Stated exercise:
Collect every line of the records below that contains the string "large".

BEGIN Dataset records

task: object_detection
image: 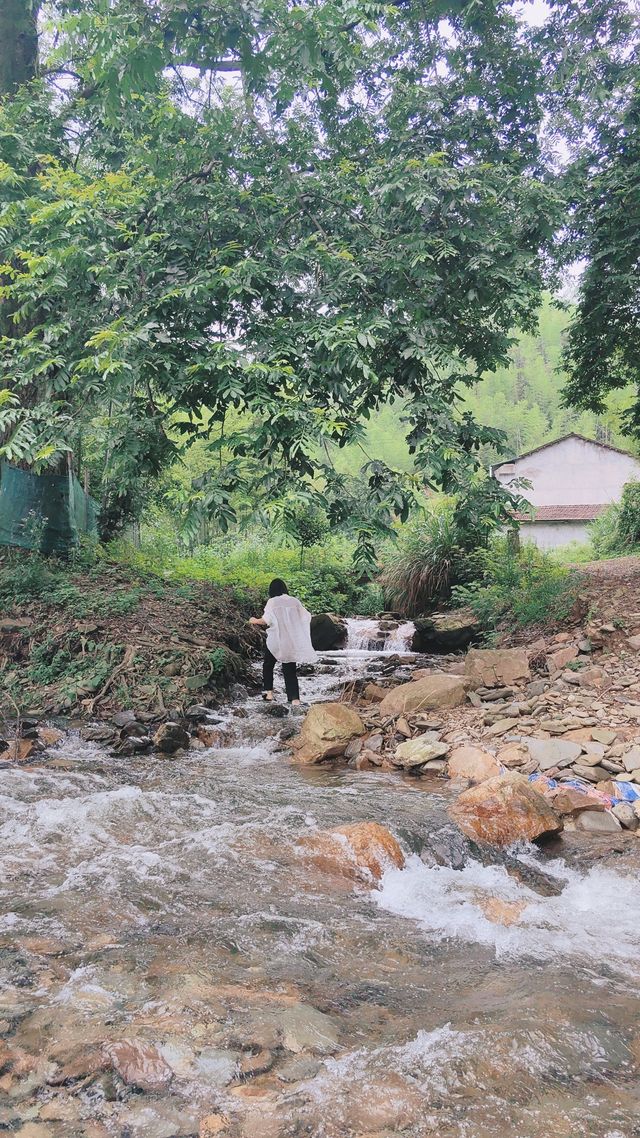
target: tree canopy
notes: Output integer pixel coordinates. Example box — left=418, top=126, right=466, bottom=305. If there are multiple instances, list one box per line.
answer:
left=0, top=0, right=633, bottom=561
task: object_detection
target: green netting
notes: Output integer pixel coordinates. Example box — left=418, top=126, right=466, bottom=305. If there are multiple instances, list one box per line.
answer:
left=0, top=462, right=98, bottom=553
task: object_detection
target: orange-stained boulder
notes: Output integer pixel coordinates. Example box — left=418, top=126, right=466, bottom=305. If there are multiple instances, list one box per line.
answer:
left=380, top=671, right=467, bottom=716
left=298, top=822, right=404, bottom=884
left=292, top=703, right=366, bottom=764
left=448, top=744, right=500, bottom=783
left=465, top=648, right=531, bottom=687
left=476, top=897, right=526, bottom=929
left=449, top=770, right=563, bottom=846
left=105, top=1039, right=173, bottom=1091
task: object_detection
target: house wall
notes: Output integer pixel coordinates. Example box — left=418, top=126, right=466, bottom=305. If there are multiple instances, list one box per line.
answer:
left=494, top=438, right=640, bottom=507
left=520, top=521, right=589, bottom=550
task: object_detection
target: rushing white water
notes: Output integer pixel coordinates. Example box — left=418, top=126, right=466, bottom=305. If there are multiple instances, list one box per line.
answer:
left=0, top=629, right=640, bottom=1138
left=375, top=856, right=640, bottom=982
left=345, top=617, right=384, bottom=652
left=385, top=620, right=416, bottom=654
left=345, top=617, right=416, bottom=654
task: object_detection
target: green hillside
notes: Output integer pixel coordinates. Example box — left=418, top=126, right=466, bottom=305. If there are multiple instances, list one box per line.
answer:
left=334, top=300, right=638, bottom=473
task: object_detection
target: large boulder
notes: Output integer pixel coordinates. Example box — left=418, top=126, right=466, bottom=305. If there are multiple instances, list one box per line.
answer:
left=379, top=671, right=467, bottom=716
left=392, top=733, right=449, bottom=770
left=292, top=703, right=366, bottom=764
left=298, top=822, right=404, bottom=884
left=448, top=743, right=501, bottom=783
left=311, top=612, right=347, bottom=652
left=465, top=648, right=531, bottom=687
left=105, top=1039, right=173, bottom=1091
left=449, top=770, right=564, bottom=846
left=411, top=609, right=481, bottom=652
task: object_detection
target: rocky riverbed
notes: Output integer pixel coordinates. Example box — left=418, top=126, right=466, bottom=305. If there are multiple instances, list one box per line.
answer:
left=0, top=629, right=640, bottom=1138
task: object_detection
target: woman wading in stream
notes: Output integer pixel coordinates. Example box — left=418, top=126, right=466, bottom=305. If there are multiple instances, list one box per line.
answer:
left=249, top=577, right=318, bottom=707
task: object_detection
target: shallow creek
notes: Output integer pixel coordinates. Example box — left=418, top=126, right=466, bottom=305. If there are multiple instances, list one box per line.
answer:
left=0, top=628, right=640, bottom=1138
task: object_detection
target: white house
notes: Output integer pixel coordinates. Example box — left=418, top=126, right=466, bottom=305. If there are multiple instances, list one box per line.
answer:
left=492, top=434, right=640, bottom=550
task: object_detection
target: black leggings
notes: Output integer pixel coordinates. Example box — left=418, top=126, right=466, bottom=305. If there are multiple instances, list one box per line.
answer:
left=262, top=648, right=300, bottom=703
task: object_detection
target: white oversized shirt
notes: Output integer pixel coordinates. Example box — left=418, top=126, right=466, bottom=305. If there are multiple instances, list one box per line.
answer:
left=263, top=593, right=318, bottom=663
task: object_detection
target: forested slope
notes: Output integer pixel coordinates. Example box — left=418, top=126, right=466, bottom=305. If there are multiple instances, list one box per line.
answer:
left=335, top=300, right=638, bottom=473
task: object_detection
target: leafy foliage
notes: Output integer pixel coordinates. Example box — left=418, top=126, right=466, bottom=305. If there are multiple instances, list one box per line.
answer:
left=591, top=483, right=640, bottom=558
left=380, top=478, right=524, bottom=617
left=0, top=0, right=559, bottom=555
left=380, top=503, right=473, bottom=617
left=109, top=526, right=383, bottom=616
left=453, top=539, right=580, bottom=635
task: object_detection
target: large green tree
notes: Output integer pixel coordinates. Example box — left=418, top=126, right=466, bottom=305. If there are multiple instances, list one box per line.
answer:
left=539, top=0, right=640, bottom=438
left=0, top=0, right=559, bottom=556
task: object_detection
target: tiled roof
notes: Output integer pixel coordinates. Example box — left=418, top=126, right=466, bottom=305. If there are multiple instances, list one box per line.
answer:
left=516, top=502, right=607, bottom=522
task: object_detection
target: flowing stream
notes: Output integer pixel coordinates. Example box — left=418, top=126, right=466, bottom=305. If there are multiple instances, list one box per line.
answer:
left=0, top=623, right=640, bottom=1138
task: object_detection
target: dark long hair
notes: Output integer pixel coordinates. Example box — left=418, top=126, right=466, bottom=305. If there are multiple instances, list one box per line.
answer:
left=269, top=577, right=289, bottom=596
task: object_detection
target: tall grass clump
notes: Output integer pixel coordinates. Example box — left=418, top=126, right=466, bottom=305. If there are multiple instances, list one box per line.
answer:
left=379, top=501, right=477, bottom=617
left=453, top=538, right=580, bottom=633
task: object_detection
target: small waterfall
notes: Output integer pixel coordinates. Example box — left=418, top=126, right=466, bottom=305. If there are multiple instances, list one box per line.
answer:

END Dataset records

Full answer:
target: large boulder
target: large green tree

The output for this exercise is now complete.